■ **What the task requires**
Reproduce word for word the lines of the entries below, starting with the line containing "TARGET = asphalt road" and continuing through the line containing "[(31, 253)]", with both of these lines included. Print only those lines.

Dataset rows showing where objects appear
=======
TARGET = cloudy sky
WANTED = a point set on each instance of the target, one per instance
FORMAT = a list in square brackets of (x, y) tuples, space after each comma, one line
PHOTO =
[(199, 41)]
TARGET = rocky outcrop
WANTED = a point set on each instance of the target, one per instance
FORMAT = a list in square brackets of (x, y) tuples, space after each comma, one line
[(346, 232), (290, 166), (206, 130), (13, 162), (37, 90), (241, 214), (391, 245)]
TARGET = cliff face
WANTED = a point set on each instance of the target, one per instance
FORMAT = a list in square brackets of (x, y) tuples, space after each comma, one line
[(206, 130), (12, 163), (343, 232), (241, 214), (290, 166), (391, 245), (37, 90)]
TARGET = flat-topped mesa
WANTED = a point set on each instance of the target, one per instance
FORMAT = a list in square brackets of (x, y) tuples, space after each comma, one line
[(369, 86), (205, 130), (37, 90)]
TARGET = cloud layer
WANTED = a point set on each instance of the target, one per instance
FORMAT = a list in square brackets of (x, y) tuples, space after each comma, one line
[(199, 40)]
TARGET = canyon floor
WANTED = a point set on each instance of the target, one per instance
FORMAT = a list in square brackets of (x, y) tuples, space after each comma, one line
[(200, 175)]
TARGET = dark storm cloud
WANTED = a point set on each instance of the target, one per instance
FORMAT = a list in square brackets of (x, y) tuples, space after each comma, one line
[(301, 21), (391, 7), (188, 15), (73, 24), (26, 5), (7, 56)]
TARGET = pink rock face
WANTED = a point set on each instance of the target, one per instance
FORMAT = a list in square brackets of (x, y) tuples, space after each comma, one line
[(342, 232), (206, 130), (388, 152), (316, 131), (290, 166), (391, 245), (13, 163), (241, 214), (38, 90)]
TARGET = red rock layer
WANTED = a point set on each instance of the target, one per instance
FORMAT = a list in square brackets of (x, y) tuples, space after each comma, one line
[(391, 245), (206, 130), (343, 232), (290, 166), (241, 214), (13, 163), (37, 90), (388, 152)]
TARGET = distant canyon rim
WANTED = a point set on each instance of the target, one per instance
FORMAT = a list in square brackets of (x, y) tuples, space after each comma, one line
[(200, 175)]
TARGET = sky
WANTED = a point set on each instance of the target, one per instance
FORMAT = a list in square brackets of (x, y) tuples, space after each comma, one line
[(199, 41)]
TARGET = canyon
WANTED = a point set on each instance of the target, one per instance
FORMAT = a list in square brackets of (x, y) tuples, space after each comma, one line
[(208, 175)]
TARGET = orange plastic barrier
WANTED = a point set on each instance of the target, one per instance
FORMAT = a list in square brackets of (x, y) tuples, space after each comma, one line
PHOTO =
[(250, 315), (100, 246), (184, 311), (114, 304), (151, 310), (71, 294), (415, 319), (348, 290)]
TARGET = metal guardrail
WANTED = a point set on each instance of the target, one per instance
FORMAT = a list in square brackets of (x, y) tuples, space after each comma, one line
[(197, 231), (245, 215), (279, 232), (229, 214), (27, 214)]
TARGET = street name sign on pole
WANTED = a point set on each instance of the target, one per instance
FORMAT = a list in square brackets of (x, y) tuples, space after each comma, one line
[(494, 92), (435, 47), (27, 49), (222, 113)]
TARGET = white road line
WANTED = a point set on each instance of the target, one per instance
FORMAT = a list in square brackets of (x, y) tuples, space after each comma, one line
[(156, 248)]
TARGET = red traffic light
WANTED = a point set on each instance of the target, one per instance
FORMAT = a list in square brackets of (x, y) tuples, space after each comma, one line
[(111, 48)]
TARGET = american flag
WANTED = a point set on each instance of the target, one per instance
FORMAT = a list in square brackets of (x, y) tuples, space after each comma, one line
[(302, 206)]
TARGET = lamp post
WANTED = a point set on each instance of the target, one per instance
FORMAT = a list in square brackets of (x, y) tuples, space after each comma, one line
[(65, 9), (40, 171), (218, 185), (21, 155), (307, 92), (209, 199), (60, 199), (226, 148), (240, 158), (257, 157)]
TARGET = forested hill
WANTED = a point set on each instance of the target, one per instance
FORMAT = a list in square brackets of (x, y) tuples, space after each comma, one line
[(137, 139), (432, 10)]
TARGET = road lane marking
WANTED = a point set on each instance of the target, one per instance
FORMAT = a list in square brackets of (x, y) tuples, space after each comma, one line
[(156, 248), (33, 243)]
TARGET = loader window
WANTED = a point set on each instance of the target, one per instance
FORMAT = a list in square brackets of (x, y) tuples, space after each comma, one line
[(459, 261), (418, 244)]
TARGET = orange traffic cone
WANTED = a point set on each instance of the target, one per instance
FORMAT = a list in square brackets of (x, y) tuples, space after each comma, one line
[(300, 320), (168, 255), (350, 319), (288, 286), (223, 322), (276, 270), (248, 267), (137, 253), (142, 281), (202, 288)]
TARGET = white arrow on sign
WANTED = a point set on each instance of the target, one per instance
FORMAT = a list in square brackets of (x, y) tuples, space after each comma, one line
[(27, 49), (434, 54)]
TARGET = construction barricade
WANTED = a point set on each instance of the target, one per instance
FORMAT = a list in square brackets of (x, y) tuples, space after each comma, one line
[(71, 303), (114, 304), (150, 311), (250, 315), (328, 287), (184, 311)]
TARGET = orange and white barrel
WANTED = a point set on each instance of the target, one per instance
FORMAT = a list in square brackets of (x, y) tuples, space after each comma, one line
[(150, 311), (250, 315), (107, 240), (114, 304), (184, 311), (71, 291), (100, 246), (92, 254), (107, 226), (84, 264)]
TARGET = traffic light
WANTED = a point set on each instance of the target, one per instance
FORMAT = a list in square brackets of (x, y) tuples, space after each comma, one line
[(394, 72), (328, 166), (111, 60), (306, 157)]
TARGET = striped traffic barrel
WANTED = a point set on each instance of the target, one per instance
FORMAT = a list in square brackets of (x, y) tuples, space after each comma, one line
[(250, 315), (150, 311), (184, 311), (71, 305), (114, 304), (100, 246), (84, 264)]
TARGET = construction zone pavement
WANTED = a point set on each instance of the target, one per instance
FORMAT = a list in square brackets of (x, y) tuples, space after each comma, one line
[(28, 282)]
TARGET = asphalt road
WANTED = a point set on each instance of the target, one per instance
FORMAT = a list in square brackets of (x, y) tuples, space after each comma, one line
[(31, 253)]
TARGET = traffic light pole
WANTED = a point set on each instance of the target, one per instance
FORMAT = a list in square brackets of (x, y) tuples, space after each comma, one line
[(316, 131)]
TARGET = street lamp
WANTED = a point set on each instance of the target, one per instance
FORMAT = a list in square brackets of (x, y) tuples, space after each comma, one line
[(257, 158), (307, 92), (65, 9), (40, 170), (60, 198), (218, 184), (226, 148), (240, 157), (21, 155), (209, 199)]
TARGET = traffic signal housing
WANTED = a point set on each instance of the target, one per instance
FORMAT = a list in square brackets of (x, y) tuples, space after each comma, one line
=======
■ **Written answer**
TARGET = asphalt road
WANTED = a point set on each instance of the target, one per instance
FORMAT = a list in square brackets of (x, y) tuples, space after each comma, one line
[(31, 253)]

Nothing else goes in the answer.